Problem to solve
Can you print the data exactly and leave out each image?

Excerpted data

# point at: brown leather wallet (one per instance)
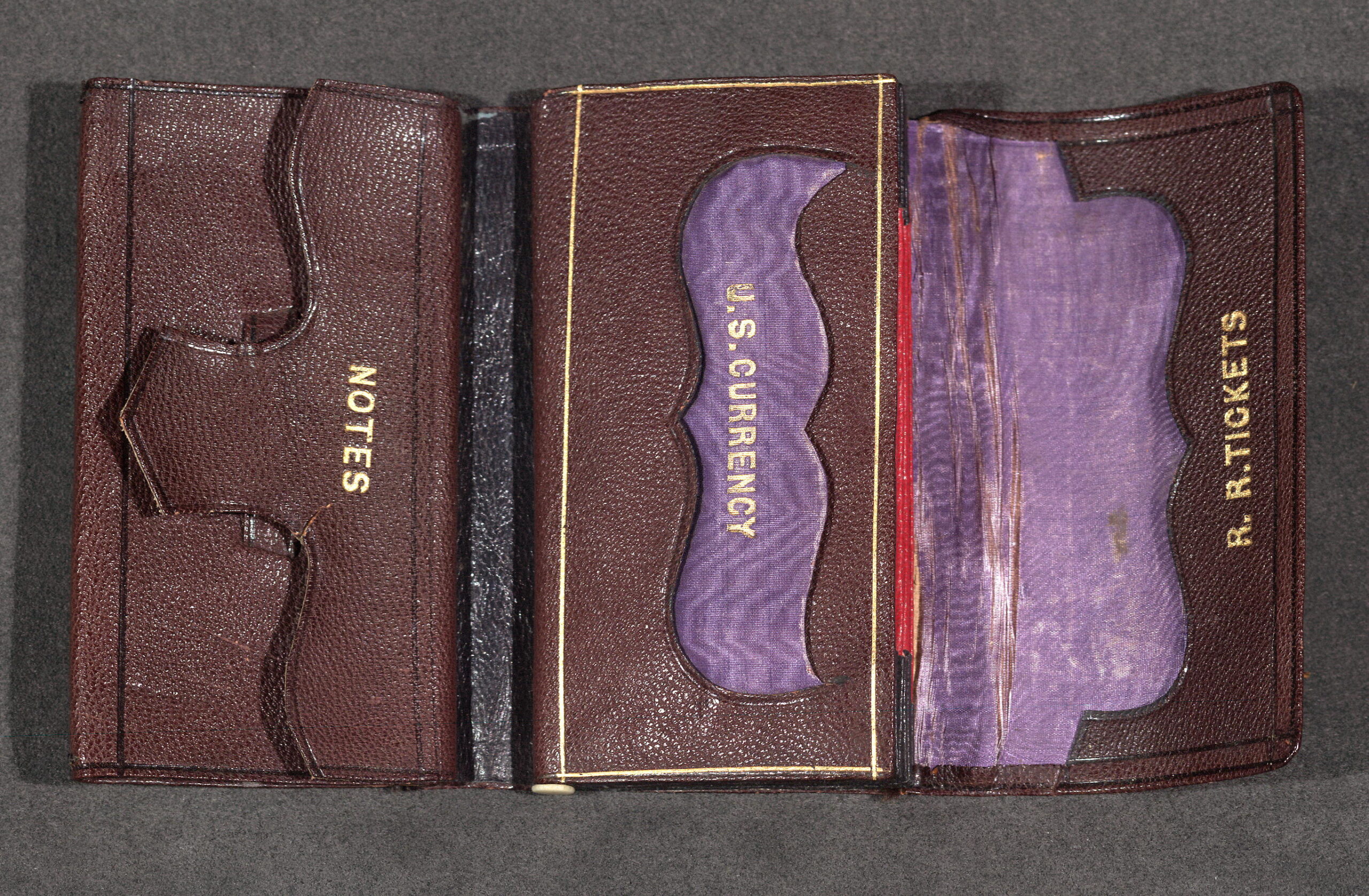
(686, 435)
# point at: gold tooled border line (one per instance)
(580, 94)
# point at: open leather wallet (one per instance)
(733, 435)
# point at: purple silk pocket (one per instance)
(748, 569)
(1045, 451)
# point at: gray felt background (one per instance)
(1298, 831)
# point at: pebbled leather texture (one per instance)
(1228, 167)
(197, 655)
(240, 617)
(617, 701)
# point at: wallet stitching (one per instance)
(719, 85)
(414, 438)
(1175, 133)
(152, 88)
(384, 97)
(1176, 109)
(121, 665)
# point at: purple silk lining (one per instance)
(763, 494)
(1045, 451)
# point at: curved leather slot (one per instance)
(340, 430)
(749, 566)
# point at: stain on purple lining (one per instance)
(1045, 451)
(748, 569)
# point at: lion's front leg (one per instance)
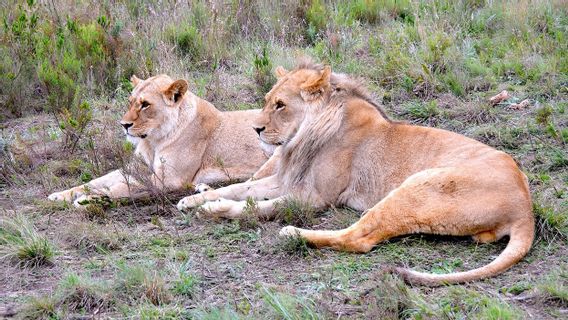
(230, 209)
(267, 188)
(98, 186)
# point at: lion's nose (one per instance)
(126, 125)
(259, 130)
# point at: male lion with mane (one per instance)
(182, 138)
(339, 148)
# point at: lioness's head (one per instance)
(153, 104)
(289, 101)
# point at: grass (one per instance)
(554, 288)
(21, 243)
(64, 71)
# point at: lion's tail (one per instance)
(521, 238)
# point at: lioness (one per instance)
(339, 148)
(182, 138)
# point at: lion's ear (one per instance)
(176, 90)
(314, 86)
(135, 80)
(280, 72)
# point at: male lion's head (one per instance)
(153, 107)
(290, 101)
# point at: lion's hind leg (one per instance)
(485, 237)
(436, 201)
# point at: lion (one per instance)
(182, 138)
(339, 148)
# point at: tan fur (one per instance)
(184, 140)
(338, 148)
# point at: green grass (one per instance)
(21, 243)
(64, 70)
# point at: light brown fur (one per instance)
(183, 139)
(338, 148)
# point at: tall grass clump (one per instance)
(21, 243)
(288, 307)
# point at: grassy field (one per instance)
(64, 67)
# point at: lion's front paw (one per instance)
(221, 208)
(190, 202)
(67, 195)
(196, 200)
(59, 196)
(202, 187)
(85, 200)
(289, 231)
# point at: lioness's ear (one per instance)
(314, 86)
(176, 90)
(280, 72)
(134, 80)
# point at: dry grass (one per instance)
(428, 62)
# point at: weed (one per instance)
(188, 41)
(421, 111)
(153, 312)
(42, 307)
(186, 283)
(288, 307)
(263, 71)
(389, 298)
(134, 283)
(294, 245)
(250, 218)
(224, 313)
(20, 242)
(82, 294)
(550, 224)
(296, 212)
(91, 237)
(554, 288)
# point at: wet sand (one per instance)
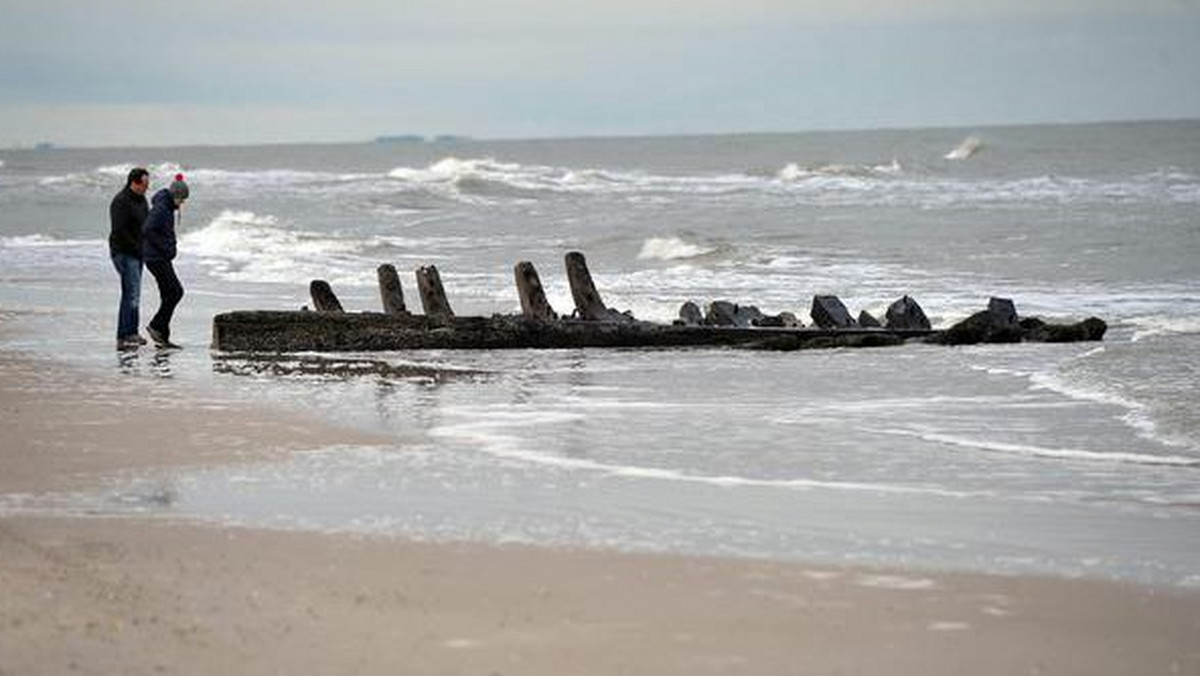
(144, 596)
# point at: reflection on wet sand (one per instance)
(339, 366)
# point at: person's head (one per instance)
(138, 180)
(178, 190)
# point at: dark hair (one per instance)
(136, 175)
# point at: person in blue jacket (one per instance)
(159, 251)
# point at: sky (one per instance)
(96, 72)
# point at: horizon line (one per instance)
(455, 138)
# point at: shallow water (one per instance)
(1074, 460)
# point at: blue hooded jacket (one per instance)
(159, 232)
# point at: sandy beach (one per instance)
(144, 596)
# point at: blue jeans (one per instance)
(130, 269)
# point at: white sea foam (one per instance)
(43, 241)
(672, 249)
(247, 246)
(1053, 453)
(484, 179)
(964, 150)
(487, 434)
(1164, 324)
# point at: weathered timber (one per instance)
(829, 312)
(906, 313)
(365, 331)
(323, 297)
(390, 292)
(433, 297)
(583, 291)
(868, 321)
(533, 298)
(1001, 323)
(690, 315)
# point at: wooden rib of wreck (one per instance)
(592, 324)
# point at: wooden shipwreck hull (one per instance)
(365, 331)
(329, 328)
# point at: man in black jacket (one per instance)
(127, 213)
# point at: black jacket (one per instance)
(159, 233)
(127, 211)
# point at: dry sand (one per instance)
(129, 596)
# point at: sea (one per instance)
(1075, 460)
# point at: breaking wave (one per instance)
(251, 247)
(672, 249)
(964, 150)
(489, 179)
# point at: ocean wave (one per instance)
(1056, 453)
(964, 150)
(672, 249)
(485, 179)
(795, 172)
(1163, 324)
(252, 247)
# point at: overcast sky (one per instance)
(95, 72)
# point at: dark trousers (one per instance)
(130, 269)
(171, 292)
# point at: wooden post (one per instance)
(587, 299)
(323, 297)
(433, 297)
(389, 291)
(533, 298)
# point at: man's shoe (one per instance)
(156, 336)
(161, 341)
(127, 344)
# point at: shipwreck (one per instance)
(328, 327)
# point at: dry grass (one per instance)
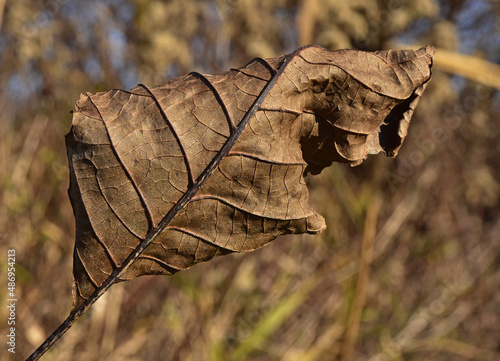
(407, 269)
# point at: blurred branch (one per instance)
(306, 20)
(470, 67)
(358, 303)
(2, 8)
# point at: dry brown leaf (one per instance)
(165, 177)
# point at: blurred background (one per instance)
(408, 268)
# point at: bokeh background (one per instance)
(408, 268)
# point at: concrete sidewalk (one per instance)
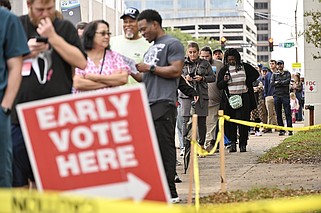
(244, 173)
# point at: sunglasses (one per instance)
(104, 33)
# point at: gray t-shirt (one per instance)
(165, 50)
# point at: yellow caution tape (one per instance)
(24, 201)
(284, 205)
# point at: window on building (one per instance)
(261, 5)
(261, 16)
(184, 4)
(262, 26)
(262, 48)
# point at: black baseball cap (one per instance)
(131, 12)
(217, 50)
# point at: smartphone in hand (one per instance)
(42, 39)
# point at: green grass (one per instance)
(302, 147)
(254, 194)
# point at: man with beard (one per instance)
(47, 72)
(131, 44)
(13, 45)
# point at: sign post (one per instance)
(95, 144)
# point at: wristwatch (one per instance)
(6, 110)
(152, 69)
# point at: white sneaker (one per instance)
(258, 134)
(175, 200)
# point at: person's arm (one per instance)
(174, 70)
(14, 79)
(117, 78)
(80, 83)
(71, 54)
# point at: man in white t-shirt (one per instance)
(131, 44)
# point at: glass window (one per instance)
(160, 4)
(261, 5)
(262, 48)
(184, 4)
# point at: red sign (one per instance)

Full solution
# point at: brown leather wallet (one per instance)
(686, 435)
# point at: gold tooled border line (one per instance)
(580, 94)
# point at: open leather wallet (one per instance)
(733, 435)
# point at: purple silk pocket (one per instance)
(748, 569)
(1045, 451)
# point at: gray felt background (one per instance)
(1298, 831)
# point at: pebbled leather texture (one per instance)
(1228, 167)
(197, 655)
(240, 617)
(617, 701)
# point at: wallet stitching (one per instance)
(719, 85)
(414, 438)
(1175, 133)
(152, 88)
(384, 97)
(1176, 109)
(121, 665)
# point at: purple silk lining (one per instance)
(763, 494)
(1045, 451)
# point at: curved leather slot (one per instance)
(340, 430)
(749, 566)
# point at: stain on purple lining (one per instance)
(1045, 451)
(748, 569)
# point at: lion's front leg (one per instance)
(230, 209)
(267, 188)
(98, 186)
# point at: lion's nose (one per instance)
(126, 125)
(259, 130)
# point at: male lion with mane (one per instance)
(182, 138)
(339, 148)
# point at: lioness's head (one per instance)
(153, 104)
(289, 101)
# point at: grass (one per instance)
(554, 288)
(21, 243)
(64, 71)
# point at: lion's tail (one per instance)
(521, 238)
# point at: lioness (one per instance)
(339, 148)
(182, 138)
# point at: lion's ear (one per instance)
(176, 90)
(314, 86)
(135, 80)
(280, 72)
# point at: male lion's head (one per instance)
(153, 107)
(290, 101)
# point at: lion's hind leg (one per instance)
(485, 237)
(436, 201)
# point at: lion (one per instance)
(182, 138)
(339, 148)
# point at: tan fur (one per instance)
(184, 140)
(338, 148)
# point at: green grass (one per instance)
(21, 243)
(64, 70)
# point at: light brown fur (one per instance)
(183, 139)
(338, 148)
# point at: tall grass clump (one per instance)
(21, 243)
(288, 307)
# point at: grassy field (one per instance)
(64, 67)
# point at: lion's front paw (one per instance)
(221, 208)
(190, 202)
(67, 195)
(196, 200)
(59, 196)
(202, 187)
(85, 200)
(289, 231)
# point at: lioness's ear (one per instance)
(314, 86)
(176, 90)
(280, 72)
(134, 80)
# point at: dry grass (one per instance)
(428, 62)
# point at: weed (one per instance)
(188, 41)
(421, 111)
(153, 312)
(42, 307)
(186, 283)
(288, 307)
(263, 71)
(389, 298)
(134, 283)
(294, 245)
(250, 218)
(224, 313)
(20, 242)
(82, 294)
(550, 224)
(296, 212)
(91, 237)
(554, 288)
# point at: wet sand (one per instance)
(144, 596)
# point at: reflection on wet sand (one per instance)
(339, 366)
# point at: person's head (one per instance)
(138, 180)
(178, 190)
# point at: dark hair (one per instance)
(136, 175)
# point at: person in blue jacket (one per instance)
(159, 251)
# point at: sky (one per instance)
(96, 72)
# point at: horizon line (one per instance)
(455, 138)
# point at: shallow water (one per instance)
(1074, 460)
# point at: blue hooded jacket (one per instance)
(159, 232)
# point at: sandy beach (one per instance)
(144, 596)
# point at: blue jeans (one per instance)
(130, 269)
# point at: white sea foam (one per instance)
(43, 241)
(672, 249)
(247, 246)
(1053, 453)
(484, 179)
(964, 150)
(487, 434)
(1164, 324)
# point at: weathered timber (one per instance)
(829, 312)
(906, 313)
(365, 331)
(323, 297)
(390, 292)
(433, 297)
(583, 291)
(868, 321)
(533, 298)
(1001, 323)
(690, 315)
# point at: wooden rib of wreck (one per instance)
(592, 324)
# point at: wooden shipwreck hull (one per instance)
(365, 331)
(329, 328)
# point at: man in black jacket (one per instance)
(127, 213)
# point at: black jacket (one per instance)
(159, 233)
(127, 211)
# point at: dry sand (one per instance)
(129, 596)
# point at: sea (one per instance)
(1075, 460)
# point at: breaking wave (one per instance)
(251, 247)
(672, 249)
(964, 150)
(489, 179)
# point at: ocean wave (one per instance)
(1056, 453)
(964, 150)
(672, 249)
(485, 179)
(795, 172)
(1163, 324)
(252, 247)
# point at: overcast sky (one per instance)
(95, 72)
# point at: dark trousers (one per instance)
(130, 269)
(171, 292)
# point at: wooden post (one per instance)
(587, 299)
(323, 297)
(433, 297)
(389, 291)
(533, 298)
# point at: man's shoe (one per instance)
(156, 336)
(161, 341)
(127, 344)
# point at: shipwreck (one per instance)
(328, 327)
# point at: dry grass (one per instance)
(407, 269)
# point at: blurred branch (one per instance)
(306, 20)
(470, 67)
(358, 303)
(2, 8)
# point at: dry brown leaf (one per instance)
(165, 177)
# point at: blurred background (one per instance)
(408, 268)
# point at: bokeh background (one per instance)
(408, 268)
# point at: concrete sidewalk (one per instance)
(244, 173)
# point at: sunglasses (one per instance)
(104, 33)
# point at: gray t-shirt (one per instance)
(165, 50)
# point at: yellow caution tape (one per instance)
(24, 201)
(284, 205)
# point at: window on building (one per instance)
(261, 5)
(261, 16)
(184, 4)
(262, 26)
(262, 48)
# point at: black baseball cap (one per instance)
(131, 12)
(217, 50)
# point at: smartphone in hand (one per instance)
(42, 39)
# point at: green grass (one per instance)
(302, 147)
(254, 194)
# point at: man with beard (one per instance)
(47, 72)
(131, 44)
(13, 45)
# point at: sign post (one per instance)
(95, 144)
# point at: wristwatch (one per instance)
(6, 110)
(152, 69)
# point at: white sneaker (one per instance)
(258, 134)
(175, 200)
# point at: person's arm (one per instance)
(174, 70)
(14, 79)
(117, 78)
(80, 83)
(71, 54)
# point at: man in white t-shirt (one per instance)
(131, 44)
# point at: glass window (one per instance)
(160, 4)
(261, 5)
(262, 48)
(184, 4)
# point at: red sign (one per instance)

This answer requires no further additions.